[Object position labeling entries]
--- Start ---

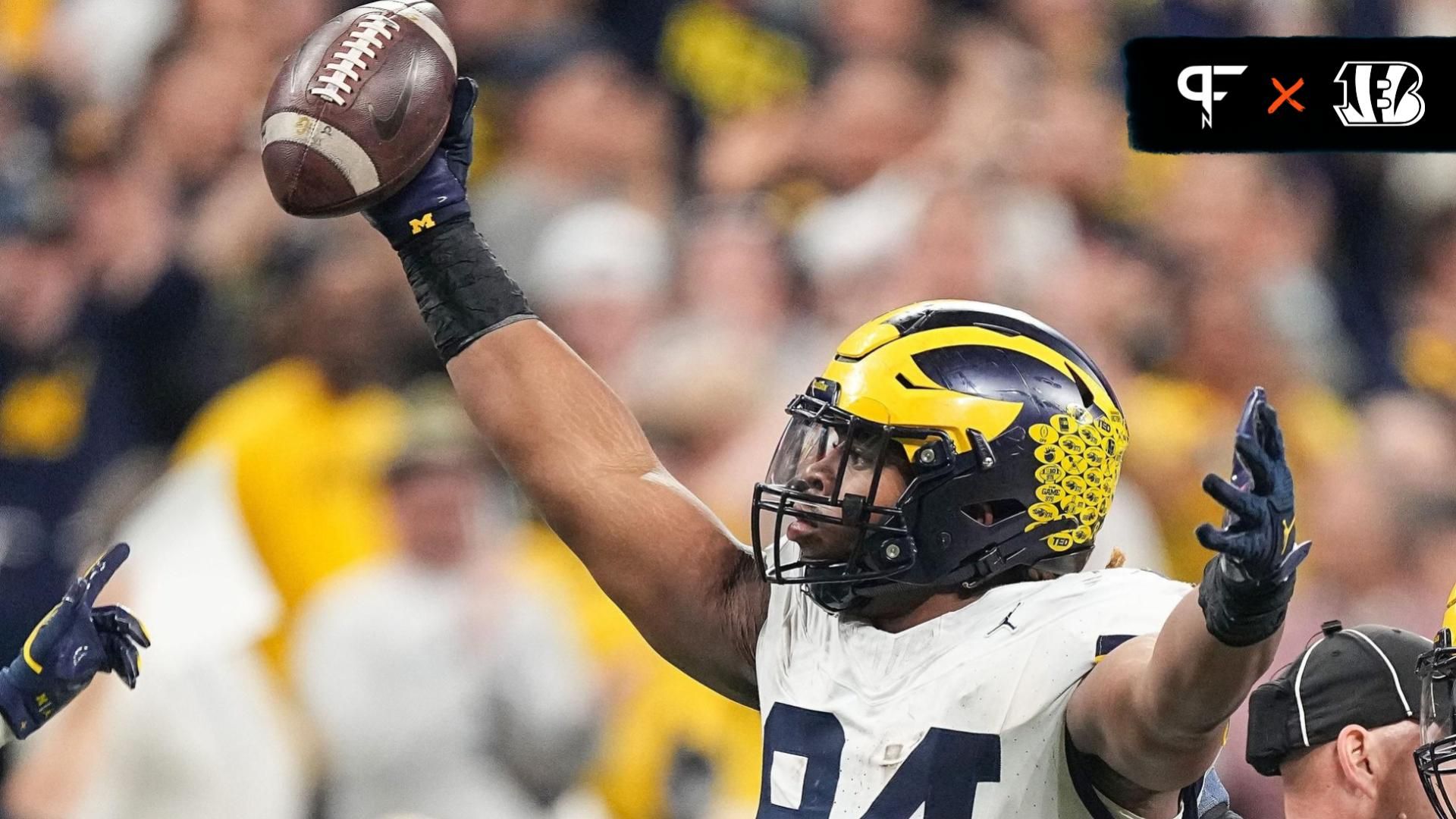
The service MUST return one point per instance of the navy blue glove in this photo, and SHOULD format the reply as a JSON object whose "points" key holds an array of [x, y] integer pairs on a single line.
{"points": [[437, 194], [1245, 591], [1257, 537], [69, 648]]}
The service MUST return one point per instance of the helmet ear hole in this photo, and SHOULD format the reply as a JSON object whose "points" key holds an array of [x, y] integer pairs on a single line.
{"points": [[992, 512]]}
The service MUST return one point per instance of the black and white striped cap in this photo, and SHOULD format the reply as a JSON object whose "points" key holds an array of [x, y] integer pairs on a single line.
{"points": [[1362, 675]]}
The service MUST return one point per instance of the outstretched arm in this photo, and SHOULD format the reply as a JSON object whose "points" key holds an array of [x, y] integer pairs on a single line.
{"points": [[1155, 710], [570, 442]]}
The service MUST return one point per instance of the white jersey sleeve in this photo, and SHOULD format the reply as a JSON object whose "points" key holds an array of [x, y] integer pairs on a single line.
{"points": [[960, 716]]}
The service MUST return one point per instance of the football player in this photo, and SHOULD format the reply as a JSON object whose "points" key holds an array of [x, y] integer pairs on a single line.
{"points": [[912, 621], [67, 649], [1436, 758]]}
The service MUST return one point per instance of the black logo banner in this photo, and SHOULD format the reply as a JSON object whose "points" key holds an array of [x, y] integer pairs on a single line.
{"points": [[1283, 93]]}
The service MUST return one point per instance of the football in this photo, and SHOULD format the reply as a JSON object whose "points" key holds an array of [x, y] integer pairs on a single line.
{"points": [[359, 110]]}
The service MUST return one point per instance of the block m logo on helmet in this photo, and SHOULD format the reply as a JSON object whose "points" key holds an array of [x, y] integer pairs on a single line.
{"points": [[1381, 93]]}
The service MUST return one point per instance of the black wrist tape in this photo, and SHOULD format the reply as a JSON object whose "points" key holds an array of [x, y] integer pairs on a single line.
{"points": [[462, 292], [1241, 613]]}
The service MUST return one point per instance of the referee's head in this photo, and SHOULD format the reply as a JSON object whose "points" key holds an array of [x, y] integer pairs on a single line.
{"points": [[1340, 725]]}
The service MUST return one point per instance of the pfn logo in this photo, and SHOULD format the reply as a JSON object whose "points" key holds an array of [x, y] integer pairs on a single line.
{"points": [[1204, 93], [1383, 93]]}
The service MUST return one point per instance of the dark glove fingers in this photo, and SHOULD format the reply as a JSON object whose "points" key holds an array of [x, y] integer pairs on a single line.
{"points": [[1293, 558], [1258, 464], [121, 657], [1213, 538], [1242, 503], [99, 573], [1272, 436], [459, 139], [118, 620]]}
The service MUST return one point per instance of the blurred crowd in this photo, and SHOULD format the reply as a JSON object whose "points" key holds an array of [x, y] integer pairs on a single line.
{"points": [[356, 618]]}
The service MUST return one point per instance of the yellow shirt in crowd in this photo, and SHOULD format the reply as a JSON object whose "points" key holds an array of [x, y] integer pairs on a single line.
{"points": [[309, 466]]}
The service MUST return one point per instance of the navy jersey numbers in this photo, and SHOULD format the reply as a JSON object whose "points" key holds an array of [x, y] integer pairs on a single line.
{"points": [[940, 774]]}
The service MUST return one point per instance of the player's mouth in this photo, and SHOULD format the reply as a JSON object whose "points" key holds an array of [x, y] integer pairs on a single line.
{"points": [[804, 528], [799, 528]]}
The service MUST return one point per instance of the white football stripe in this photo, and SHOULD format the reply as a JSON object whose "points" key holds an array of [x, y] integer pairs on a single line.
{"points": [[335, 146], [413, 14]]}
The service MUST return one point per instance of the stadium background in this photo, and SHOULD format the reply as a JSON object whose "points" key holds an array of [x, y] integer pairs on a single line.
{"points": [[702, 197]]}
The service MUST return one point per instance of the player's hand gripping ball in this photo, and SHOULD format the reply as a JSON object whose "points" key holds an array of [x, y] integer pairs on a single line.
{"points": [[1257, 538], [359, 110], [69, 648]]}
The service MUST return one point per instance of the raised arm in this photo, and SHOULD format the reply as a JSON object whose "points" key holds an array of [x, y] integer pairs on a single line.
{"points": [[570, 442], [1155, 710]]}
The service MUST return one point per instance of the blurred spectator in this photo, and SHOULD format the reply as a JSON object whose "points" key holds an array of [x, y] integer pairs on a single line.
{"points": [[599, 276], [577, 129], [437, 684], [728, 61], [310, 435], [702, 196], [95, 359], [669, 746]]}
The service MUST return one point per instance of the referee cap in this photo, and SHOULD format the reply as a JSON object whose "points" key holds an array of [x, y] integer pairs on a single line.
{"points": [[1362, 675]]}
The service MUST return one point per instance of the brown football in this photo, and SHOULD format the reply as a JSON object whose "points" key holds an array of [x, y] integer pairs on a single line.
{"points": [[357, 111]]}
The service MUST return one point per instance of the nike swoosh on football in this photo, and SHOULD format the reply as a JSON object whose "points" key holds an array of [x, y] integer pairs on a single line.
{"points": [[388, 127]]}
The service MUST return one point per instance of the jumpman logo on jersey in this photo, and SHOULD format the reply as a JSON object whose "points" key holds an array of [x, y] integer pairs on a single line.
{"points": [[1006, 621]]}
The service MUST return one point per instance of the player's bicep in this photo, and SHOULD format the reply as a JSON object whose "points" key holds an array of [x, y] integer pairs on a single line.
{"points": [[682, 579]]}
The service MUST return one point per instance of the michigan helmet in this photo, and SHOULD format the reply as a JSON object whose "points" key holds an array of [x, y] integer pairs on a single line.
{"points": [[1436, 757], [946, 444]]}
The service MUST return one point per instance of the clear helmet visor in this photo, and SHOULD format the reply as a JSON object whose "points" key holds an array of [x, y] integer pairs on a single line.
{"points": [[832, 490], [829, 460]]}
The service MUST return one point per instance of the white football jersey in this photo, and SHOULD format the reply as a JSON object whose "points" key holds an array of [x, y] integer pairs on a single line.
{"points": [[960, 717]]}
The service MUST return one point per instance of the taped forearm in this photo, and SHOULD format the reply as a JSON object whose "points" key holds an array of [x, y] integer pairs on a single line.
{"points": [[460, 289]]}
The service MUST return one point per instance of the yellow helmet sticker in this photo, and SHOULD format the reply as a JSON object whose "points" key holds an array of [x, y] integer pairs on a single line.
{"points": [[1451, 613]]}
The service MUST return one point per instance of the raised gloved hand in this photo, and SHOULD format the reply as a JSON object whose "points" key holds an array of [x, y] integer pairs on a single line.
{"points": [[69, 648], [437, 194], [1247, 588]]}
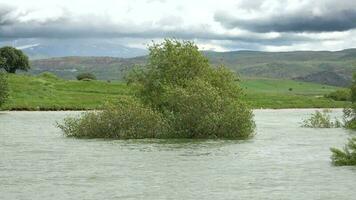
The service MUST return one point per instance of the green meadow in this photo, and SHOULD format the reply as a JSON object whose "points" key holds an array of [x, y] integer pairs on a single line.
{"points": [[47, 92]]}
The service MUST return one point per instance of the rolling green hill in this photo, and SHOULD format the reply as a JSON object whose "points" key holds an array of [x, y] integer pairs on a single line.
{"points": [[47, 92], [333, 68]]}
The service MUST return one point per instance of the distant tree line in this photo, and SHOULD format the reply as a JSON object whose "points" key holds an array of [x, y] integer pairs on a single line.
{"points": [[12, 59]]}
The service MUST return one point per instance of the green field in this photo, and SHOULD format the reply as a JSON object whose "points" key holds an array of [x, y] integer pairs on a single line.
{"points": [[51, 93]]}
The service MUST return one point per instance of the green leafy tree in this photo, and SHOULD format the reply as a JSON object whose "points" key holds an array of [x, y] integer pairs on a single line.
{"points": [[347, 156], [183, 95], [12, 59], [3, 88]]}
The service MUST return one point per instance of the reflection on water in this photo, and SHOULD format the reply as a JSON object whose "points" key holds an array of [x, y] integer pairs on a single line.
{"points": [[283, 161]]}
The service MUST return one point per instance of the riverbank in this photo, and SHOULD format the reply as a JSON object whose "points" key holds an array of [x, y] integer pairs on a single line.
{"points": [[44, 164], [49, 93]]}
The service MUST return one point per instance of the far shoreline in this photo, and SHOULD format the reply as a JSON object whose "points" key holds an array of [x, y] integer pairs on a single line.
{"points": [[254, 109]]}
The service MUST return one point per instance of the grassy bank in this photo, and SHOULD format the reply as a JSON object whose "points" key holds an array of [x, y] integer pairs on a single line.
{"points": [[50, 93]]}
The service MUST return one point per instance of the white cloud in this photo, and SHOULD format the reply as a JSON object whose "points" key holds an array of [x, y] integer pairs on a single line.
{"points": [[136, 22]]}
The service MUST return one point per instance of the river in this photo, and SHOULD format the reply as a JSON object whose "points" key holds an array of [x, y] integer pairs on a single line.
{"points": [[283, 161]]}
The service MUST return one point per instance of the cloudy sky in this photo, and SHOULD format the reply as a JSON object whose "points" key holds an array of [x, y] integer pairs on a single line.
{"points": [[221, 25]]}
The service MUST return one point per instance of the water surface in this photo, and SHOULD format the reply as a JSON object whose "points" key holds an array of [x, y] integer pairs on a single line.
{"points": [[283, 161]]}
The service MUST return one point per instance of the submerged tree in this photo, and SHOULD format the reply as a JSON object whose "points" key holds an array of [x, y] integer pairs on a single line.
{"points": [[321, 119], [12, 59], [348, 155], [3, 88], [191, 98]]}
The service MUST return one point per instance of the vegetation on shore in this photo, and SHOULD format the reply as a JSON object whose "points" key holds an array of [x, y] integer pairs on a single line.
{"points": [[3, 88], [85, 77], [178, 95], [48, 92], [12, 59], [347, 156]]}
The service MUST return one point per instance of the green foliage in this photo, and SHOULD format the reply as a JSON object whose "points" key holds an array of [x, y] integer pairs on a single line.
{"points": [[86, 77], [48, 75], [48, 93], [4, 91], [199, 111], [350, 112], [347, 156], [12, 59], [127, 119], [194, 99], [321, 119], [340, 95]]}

--- End ---

[EXERCISE TASK]
Reproduce precisely the span of lines that begins at the line containing "the white cloud" and ends with the last line of the listing.

[WRITTEN SOLUTION]
The service MUST return one point per instance of the white cloud in this photo, and SHOULD format the reply as a JSON object whose "points" key holds an array of [x, y] integer pairs on a single line.
{"points": [[136, 22]]}
The service MUST return one point per instance of the river in this photo, and SHOULD format the reply as a JSON object whose "points" key holds an array of [x, y] integer pairs on a single line.
{"points": [[283, 161]]}
The service MUST return one point per instance of the cloudy sky in this photo, and SHOULD format the reply as a JSON object whose "points" key holds an array of [x, y] integer pairs on a single line.
{"points": [[221, 25]]}
The service MUST return one point per instance of the water surface in this photo, and SHOULD format the reply as a JSON object whose "points" key holds an array of [x, y] integer pairs on a single line.
{"points": [[283, 161]]}
The service MUST return one point per instance of the submerged tree in this photo, and SHOULD format the reply as a JSON object whose "points" key holds an array of [x, y] integer pairs on a single line.
{"points": [[321, 119], [12, 59], [348, 155], [3, 88], [191, 98]]}
The service MUST return one point per instance of the vegetation on shore in this photo, and SHOULD format the reply as a JSON object whose "points" key holds an array of [x, y] integer pairs on a single line.
{"points": [[3, 88], [85, 77], [178, 95], [48, 92], [12, 59], [347, 156]]}
The service MUST return one point per instance of the green foliage in this photo, and SHOULD format the reply as a JSON object whose "points" key holds an array of [x, y] integer pairs on a single line.
{"points": [[86, 77], [48, 75], [48, 93], [4, 91], [199, 111], [350, 112], [347, 156], [12, 59], [127, 119], [194, 99], [321, 119], [340, 95]]}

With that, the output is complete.